• What is expected:
Each line of the data has to be written out again exactly as shown.

• Supplied material:

=-=-=-=-=

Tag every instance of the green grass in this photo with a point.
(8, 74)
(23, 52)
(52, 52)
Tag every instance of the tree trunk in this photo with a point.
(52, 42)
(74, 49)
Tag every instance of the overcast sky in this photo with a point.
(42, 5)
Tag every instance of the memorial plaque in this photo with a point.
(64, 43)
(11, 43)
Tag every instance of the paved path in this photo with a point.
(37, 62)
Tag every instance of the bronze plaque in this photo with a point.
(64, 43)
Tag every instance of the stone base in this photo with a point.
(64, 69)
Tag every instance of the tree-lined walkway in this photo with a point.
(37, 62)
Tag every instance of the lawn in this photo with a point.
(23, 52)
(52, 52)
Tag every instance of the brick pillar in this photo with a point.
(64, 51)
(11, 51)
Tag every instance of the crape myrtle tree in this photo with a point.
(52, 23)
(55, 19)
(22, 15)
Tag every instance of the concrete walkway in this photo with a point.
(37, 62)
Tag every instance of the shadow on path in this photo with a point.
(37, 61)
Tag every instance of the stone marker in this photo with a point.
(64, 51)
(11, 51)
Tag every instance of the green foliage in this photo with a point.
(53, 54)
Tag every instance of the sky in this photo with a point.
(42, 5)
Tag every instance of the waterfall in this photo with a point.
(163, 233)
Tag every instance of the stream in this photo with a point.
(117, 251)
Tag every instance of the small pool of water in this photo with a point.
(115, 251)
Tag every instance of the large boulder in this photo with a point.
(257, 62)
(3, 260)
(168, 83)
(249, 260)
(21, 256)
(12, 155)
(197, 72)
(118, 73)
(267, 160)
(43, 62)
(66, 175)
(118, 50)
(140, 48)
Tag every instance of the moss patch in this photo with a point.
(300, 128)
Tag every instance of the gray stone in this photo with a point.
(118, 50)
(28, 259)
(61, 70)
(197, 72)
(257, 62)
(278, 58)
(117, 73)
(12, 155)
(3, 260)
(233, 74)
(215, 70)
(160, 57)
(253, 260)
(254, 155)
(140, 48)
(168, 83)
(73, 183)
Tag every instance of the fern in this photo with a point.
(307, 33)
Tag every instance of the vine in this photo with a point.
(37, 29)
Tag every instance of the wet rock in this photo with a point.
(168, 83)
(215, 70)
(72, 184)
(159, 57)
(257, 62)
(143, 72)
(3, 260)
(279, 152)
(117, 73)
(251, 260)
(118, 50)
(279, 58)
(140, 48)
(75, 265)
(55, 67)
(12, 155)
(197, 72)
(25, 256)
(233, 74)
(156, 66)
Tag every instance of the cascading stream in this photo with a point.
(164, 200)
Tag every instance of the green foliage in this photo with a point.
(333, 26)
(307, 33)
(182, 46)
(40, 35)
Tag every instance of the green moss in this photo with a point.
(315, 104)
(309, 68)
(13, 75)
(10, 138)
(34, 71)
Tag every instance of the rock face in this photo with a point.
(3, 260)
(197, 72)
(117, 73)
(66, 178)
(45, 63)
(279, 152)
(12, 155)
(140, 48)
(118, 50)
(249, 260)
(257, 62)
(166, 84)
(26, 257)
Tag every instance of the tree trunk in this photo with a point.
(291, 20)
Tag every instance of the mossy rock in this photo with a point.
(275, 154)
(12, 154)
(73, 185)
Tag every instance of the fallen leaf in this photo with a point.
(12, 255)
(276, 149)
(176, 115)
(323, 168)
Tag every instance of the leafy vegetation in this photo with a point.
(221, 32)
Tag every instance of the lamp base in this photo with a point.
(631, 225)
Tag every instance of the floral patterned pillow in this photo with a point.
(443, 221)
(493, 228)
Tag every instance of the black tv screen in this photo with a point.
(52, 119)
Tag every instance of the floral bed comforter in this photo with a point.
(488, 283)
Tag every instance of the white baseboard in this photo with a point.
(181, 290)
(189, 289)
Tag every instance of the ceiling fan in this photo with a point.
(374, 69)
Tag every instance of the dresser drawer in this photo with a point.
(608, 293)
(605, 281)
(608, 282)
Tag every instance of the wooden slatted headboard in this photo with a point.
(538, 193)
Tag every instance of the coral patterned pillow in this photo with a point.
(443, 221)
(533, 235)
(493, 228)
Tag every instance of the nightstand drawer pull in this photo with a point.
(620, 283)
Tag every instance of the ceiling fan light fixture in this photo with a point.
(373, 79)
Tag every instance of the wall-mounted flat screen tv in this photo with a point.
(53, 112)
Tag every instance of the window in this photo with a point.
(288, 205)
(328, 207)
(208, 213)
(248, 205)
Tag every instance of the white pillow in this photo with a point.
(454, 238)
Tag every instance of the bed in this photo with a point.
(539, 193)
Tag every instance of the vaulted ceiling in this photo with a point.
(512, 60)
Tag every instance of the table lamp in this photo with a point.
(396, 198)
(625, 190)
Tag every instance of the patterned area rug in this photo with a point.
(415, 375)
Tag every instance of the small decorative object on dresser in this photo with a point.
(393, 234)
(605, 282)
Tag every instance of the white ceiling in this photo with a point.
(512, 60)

=-=-=-=-=

• Output of the exercise:
Tag every instance of the green grass in this photo with a point.
(8, 74)
(23, 52)
(52, 52)
Tag every instance of the tree trunk in this photo with a point.
(52, 42)
(74, 49)
Tag every instance of the overcast sky in this photo with a point.
(42, 5)
Tag every instance of the memorial plaque in this photo with a point.
(64, 43)
(11, 43)
Tag every instance of the paved path in this photo with a point.
(37, 62)
Tag every instance of the bronze plaque in this photo with a point.
(64, 43)
Tag every instance of the stone base in this photo with a point.
(64, 69)
Tag every instance of the tree-lined walkway in this photo with a point.
(37, 62)
Tag every instance of the lawn in this photo with a point.
(23, 52)
(52, 52)
Tag every instance of the brick pillar in this photo with a point.
(64, 51)
(11, 51)
Tag every instance of the crape myrtle tree in this photo with a point.
(52, 23)
(55, 19)
(22, 15)
Tag every instance of the concrete walkway in this photo with a point.
(37, 62)
Tag every instance of the shadow on path in this photo with a point.
(37, 61)
Tag every instance of the stone marker in this photo with a point.
(64, 51)
(11, 51)
Tag every instance of the green foliage in this photo with a point.
(53, 54)
Tag every instance of the sky in this photo with a point.
(42, 5)
Tag every instance of the waterfall in this photo with a point.
(163, 233)
Tag every instance of the stream in this photo with a point.
(117, 251)
Tag every instance of the small pool of water in this photo with a point.
(115, 251)
Tag every instance of the large boulder in this photo with a point.
(257, 62)
(3, 260)
(168, 83)
(249, 260)
(21, 256)
(12, 155)
(197, 72)
(118, 73)
(267, 160)
(43, 62)
(66, 175)
(118, 50)
(140, 48)
Tag every instance of the moss patch in this photo with a point.
(300, 128)
Tag every instance of the gray stone in this photo with a point.
(118, 50)
(28, 259)
(61, 70)
(197, 72)
(257, 62)
(278, 58)
(117, 73)
(12, 155)
(3, 260)
(233, 74)
(215, 70)
(160, 57)
(253, 260)
(254, 155)
(140, 48)
(168, 83)
(73, 183)
Tag every instance of the fern in this photo with a point.
(307, 33)
Tag every instance of the vine in this photo with a point.
(37, 29)
Tag every instance of the wet rock in this photo with a point.
(168, 83)
(215, 70)
(72, 184)
(159, 57)
(257, 62)
(143, 72)
(3, 260)
(279, 152)
(117, 73)
(251, 260)
(118, 50)
(279, 58)
(140, 48)
(75, 265)
(55, 67)
(12, 155)
(197, 72)
(25, 256)
(233, 74)
(156, 66)
Tag every instance of the cascading stream in this photo with a point.
(164, 200)
Tag every instance of the green foliage in this photo with a point.
(333, 26)
(307, 33)
(182, 46)
(40, 35)
Tag every instance of the green moss in this photo with a point.
(315, 104)
(309, 68)
(13, 75)
(10, 138)
(34, 71)
Tag every instance of the rock face in this photo with a point.
(3, 260)
(197, 72)
(117, 73)
(66, 178)
(45, 63)
(279, 152)
(12, 155)
(140, 48)
(118, 50)
(249, 260)
(257, 62)
(166, 84)
(26, 257)
Tag every instance of the tree trunk in this photo with a point.
(291, 20)
Tag every instance of the mossy rock in this photo with a point.
(275, 154)
(12, 154)
(73, 185)
Tag every instance of the fallen leaf in this photo with a point.
(12, 255)
(276, 149)
(176, 115)
(323, 168)
Tag every instance of the leafy vegetation in this photo with a point.
(221, 32)
Tag every instance of the lamp base in this photo with a point.
(631, 225)
Tag every instance of the floral patterned pillow in this photo with a point.
(443, 221)
(493, 228)
Tag every instance of the black tv screen in this photo with a point.
(52, 119)
Tag every instance of the floral bed comforter in this photo with a point.
(488, 283)
Tag every instance of the white baseboard in this photo with a point.
(181, 290)
(189, 289)
Tag every instance of the ceiling fan in this photo with a point.
(374, 69)
Tag every instance of the dresser drawer in this photo with a point.
(608, 293)
(605, 281)
(608, 282)
Tag every instance of the wooden slatted headboard in this photo with a point.
(538, 193)
Tag every instance of the coral patterned pillow in this photo with a point.
(443, 221)
(533, 235)
(493, 228)
Tag every instance of the nightstand drawer pull in this photo with a point.
(620, 283)
Tag every instance of the ceiling fan light fixture in this photo with a point.
(373, 79)
Tag every instance of the wall-mounted flat screen tv in this photo with a point.
(53, 112)
Tag every instance of the window in this photo with a point.
(288, 205)
(328, 207)
(208, 213)
(248, 205)
Tag every instance of the white pillow in this photo with a point.
(454, 238)
Tag every instance of the bed in this photo with a point.
(539, 193)
Tag every instance of the vaulted ceiling in this photo with a point.
(512, 60)
Tag every instance of the table lamp in this photo with a point.
(396, 198)
(625, 190)
Tag every instance of the patterned area rug in this photo with a point.
(415, 375)
Tag every instance of the small decorative object on dresser in this photo with a point.
(393, 234)
(605, 282)
Tag every instance of the white ceiling in this photo with a point.
(512, 60)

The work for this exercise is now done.